TASK BRIEF>
Stop after the line that contains "187), (677, 145)]]"; until then, restate each line of the entries word for word from the very first.

DATA RECORDS>
------------------------------------
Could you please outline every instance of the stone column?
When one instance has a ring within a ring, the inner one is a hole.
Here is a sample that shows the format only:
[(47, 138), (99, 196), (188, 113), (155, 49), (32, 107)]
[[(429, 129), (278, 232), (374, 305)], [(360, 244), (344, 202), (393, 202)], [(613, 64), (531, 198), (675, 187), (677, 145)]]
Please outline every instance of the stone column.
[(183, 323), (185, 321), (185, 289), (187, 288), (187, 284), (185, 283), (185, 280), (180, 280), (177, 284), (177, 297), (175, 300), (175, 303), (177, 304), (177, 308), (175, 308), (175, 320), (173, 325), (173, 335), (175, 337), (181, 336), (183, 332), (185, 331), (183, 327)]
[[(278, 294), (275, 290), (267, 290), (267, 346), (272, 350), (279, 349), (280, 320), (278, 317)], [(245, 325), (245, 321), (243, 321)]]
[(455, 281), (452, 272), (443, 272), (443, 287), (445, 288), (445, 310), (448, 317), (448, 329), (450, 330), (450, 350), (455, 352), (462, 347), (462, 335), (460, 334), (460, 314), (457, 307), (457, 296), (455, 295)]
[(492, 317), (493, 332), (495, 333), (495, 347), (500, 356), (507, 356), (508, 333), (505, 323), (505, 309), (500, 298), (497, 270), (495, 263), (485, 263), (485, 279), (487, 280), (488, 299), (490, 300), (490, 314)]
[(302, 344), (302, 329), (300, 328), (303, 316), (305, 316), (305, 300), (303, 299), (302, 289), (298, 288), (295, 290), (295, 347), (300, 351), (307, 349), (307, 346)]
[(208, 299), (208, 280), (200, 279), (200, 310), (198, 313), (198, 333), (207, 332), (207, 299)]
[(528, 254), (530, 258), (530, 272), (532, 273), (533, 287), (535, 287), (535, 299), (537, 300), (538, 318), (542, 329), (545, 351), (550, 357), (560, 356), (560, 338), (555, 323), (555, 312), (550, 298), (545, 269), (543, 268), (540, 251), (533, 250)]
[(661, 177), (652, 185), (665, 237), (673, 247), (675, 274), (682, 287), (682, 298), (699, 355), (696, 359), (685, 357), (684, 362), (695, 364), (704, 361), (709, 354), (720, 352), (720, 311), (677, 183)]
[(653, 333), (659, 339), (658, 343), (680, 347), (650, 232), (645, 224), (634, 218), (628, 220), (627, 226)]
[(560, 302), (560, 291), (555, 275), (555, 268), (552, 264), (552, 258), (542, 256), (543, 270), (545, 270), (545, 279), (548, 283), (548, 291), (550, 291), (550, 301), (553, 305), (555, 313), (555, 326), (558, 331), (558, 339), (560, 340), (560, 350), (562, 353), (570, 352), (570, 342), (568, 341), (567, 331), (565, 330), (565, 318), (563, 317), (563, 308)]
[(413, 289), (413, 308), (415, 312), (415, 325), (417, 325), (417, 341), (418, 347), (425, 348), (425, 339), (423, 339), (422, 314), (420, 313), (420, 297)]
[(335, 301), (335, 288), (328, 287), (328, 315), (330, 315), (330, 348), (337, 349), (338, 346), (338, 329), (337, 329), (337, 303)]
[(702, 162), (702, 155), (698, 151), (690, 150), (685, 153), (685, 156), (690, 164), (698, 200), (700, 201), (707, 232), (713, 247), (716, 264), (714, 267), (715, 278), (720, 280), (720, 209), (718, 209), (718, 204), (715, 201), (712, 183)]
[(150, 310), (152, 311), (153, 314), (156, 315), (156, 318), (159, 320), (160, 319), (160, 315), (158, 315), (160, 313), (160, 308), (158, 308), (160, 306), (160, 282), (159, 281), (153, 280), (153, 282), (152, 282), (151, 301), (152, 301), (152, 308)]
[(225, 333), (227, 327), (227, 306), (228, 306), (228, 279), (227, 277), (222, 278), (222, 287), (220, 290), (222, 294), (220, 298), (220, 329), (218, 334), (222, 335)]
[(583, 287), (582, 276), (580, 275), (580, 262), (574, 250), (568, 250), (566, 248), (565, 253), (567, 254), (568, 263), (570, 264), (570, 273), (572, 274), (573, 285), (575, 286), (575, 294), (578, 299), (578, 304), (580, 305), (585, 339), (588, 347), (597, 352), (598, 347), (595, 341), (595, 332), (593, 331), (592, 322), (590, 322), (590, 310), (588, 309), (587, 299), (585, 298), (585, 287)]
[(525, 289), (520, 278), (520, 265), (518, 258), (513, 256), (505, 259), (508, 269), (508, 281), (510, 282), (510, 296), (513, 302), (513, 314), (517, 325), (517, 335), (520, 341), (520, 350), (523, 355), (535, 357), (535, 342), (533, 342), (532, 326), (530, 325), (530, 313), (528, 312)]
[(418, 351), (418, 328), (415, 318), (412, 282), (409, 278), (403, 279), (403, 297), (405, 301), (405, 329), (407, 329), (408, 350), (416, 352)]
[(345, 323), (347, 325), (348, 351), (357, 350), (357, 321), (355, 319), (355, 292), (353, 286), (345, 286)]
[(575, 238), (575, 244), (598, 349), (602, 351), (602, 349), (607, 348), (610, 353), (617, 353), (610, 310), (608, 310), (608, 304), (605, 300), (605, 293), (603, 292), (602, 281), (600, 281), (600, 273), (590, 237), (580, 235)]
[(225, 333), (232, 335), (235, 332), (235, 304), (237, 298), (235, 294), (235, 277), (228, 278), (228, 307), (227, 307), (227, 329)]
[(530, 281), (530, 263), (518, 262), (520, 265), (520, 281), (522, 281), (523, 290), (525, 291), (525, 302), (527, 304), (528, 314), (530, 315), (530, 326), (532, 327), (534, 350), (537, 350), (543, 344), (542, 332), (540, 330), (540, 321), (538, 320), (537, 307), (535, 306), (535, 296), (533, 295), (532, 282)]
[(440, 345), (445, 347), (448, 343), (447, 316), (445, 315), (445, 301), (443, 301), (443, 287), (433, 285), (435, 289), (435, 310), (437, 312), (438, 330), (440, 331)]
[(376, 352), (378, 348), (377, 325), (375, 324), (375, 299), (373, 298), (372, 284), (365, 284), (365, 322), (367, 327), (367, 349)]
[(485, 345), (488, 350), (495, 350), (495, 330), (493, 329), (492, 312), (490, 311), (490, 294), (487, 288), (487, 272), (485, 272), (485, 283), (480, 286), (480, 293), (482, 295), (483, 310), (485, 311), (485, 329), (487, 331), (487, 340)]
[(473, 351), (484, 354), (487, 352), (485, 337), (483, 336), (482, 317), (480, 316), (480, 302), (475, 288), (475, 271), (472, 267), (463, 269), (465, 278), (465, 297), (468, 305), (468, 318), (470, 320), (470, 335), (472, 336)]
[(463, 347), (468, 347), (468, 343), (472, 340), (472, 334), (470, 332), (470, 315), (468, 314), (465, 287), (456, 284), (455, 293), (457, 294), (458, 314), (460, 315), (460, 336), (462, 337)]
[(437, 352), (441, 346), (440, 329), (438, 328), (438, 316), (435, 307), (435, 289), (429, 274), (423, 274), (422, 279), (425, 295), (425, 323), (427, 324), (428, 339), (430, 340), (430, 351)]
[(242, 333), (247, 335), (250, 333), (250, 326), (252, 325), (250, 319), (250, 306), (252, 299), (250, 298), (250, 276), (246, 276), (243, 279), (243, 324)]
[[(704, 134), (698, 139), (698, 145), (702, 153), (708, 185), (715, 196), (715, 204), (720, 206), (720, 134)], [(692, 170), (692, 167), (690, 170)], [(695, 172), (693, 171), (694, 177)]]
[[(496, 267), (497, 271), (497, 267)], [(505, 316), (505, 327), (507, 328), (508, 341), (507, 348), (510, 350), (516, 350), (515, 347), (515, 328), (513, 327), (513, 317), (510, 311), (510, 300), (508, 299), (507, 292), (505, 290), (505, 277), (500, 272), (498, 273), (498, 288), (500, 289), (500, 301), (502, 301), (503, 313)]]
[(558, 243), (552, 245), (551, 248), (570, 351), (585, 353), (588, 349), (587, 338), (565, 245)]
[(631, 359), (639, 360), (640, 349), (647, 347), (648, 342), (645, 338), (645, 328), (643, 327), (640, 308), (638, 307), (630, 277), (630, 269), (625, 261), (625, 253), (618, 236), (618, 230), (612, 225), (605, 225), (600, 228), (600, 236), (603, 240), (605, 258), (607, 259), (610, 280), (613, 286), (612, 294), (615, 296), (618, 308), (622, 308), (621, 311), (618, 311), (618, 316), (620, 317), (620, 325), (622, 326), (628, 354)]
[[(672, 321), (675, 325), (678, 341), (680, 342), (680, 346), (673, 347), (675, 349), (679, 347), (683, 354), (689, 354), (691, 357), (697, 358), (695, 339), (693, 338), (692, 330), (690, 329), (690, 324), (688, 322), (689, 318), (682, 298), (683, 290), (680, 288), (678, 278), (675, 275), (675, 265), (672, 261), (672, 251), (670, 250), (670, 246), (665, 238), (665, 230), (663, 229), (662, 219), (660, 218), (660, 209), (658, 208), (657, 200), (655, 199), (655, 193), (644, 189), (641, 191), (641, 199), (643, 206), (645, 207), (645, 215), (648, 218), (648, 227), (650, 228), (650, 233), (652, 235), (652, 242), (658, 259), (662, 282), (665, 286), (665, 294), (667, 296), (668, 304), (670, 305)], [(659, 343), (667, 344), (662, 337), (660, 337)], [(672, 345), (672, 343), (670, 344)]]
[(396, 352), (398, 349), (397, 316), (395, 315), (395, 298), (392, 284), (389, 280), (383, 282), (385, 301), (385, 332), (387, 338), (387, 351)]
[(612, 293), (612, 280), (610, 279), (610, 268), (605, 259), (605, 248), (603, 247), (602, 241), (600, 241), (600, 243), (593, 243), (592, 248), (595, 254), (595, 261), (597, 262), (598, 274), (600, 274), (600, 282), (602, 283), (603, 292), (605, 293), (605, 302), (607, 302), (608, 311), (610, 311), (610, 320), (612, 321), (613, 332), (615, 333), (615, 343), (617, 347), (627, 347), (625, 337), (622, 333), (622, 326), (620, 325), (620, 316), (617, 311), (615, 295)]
------------------------------------
COMPLETED TASK>
Could you please outline every instance of the stone column?
When one instance has a ring within a ring, the inner one is a hole.
Here is a sample that shows the format only:
[(47, 138), (99, 196), (188, 113), (155, 49), (32, 107)]
[[(429, 129), (278, 232), (374, 305)], [(360, 244), (344, 202), (393, 202)], [(613, 64), (531, 198), (675, 187), (677, 145)]]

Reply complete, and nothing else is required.